Quote the data exactly, everything from the line containing "Outline grout line." down to the line containing "0,33,150,113", both of those lines included.

__Dataset entries__.
----------

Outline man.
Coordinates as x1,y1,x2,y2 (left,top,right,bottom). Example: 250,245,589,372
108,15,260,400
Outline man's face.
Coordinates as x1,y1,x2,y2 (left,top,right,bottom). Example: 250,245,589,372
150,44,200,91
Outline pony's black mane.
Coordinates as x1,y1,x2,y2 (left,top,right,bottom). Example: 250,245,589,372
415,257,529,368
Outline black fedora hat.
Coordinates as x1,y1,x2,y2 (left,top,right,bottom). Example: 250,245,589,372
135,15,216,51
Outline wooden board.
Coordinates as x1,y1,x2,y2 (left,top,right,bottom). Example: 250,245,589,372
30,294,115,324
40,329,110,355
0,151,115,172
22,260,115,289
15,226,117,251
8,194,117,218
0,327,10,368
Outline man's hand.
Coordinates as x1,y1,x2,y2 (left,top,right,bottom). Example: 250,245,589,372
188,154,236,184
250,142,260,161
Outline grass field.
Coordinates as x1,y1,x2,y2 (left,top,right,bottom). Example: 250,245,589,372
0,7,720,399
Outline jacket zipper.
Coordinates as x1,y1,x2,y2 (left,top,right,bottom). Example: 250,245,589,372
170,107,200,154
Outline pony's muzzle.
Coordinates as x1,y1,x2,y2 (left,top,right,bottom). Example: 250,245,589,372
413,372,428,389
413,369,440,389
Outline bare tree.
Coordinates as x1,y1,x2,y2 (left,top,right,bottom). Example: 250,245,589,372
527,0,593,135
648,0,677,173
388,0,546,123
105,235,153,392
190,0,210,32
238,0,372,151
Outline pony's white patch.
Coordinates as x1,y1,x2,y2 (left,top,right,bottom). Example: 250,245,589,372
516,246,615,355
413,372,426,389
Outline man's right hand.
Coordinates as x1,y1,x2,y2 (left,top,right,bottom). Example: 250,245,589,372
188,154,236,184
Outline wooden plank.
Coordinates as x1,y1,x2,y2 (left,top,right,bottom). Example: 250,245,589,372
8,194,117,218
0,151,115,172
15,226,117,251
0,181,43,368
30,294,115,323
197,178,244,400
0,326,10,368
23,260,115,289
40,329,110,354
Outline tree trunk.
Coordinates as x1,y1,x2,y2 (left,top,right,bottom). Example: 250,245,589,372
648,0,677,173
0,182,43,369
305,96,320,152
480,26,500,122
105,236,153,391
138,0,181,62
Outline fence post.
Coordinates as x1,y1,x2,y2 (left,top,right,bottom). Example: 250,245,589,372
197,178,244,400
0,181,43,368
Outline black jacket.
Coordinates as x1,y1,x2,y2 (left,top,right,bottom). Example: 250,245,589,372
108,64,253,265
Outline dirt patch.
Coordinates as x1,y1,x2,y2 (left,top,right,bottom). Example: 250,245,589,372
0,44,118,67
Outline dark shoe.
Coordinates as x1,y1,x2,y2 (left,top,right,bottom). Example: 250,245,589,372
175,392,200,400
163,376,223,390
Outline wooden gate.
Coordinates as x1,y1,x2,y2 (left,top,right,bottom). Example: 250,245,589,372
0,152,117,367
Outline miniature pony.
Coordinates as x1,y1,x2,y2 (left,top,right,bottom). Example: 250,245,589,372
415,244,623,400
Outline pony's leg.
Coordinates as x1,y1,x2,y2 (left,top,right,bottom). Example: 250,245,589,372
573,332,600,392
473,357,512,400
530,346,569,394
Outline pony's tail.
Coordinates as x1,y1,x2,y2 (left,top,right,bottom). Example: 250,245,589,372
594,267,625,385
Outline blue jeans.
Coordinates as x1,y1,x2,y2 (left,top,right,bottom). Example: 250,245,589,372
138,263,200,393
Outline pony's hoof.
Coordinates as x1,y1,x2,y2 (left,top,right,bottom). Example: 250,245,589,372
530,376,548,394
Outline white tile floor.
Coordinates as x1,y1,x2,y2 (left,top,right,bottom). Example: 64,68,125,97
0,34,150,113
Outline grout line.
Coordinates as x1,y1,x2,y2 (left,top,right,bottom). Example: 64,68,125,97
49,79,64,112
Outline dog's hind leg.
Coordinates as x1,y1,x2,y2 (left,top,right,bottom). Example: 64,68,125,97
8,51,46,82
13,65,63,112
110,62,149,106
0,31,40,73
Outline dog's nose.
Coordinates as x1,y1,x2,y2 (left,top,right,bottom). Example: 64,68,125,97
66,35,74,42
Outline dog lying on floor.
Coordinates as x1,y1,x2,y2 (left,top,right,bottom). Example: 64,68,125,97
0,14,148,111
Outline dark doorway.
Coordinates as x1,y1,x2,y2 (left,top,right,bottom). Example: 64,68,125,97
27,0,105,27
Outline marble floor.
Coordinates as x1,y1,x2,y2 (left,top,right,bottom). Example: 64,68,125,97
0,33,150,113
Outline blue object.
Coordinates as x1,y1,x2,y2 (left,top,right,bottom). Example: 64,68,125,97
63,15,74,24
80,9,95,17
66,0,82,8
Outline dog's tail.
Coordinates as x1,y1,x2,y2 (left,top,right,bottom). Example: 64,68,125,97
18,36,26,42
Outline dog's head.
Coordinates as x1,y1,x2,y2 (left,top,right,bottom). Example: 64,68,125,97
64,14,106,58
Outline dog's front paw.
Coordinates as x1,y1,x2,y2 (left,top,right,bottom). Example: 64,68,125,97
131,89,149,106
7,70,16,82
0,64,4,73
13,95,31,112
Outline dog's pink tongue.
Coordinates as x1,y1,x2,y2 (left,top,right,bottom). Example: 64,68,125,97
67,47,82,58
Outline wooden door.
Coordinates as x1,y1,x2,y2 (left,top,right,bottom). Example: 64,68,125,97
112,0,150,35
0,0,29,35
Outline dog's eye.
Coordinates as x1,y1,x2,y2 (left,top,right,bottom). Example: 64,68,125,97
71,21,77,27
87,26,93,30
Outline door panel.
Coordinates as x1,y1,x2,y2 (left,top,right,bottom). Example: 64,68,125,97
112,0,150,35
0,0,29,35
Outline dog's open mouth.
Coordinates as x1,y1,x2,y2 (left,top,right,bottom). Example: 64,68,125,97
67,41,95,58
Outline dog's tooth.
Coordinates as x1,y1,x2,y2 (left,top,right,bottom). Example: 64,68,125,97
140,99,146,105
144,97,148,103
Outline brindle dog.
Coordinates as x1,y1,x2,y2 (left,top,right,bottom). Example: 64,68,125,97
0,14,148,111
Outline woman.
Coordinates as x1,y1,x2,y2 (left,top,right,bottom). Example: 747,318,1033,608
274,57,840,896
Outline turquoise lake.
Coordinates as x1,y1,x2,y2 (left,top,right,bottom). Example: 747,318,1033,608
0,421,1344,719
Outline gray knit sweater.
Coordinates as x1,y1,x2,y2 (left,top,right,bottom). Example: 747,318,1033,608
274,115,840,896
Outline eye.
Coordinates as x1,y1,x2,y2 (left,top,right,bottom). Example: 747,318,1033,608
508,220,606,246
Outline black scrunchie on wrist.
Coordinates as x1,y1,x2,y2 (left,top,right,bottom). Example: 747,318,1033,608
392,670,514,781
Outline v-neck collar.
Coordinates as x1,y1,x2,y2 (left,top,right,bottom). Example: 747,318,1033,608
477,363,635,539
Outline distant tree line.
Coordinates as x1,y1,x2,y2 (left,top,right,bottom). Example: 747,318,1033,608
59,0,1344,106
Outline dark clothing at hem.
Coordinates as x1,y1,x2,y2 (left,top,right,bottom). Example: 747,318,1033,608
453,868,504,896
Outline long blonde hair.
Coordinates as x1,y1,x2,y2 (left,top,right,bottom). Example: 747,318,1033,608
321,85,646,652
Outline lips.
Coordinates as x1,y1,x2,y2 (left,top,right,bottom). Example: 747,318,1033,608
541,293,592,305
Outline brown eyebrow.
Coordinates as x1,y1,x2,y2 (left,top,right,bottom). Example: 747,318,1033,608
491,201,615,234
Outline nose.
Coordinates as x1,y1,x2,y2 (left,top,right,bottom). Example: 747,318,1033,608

----------

__ANSWER TO THIS TASK__.
Outline grout line.
Coordinates as x1,y1,x2,y2 (left,top,right,bottom). Example: 64,68,125,97
49,79,64,112
Outline dog's hind leg.
Coordinates as x1,y1,x2,y2 (left,top,right,bottom). Example: 64,68,125,97
8,51,46,82
13,65,63,112
110,62,149,106
0,31,40,73
Outline dog's nose.
Coordinates as x1,y1,x2,y2 (left,top,right,bottom). Example: 64,68,125,97
66,35,74,42
Outline dog lying on floor.
Coordinates as x1,y1,x2,y2 (left,top,right,bottom). Example: 64,68,125,97
0,14,148,111
Outline dark doorway.
Coordinates as x1,y1,x2,y2 (left,top,right,bottom). Example: 64,68,125,97
27,0,105,27
Outline marble floor.
Coordinates as x1,y1,x2,y2 (left,top,right,bottom). Example: 64,68,125,97
0,33,150,113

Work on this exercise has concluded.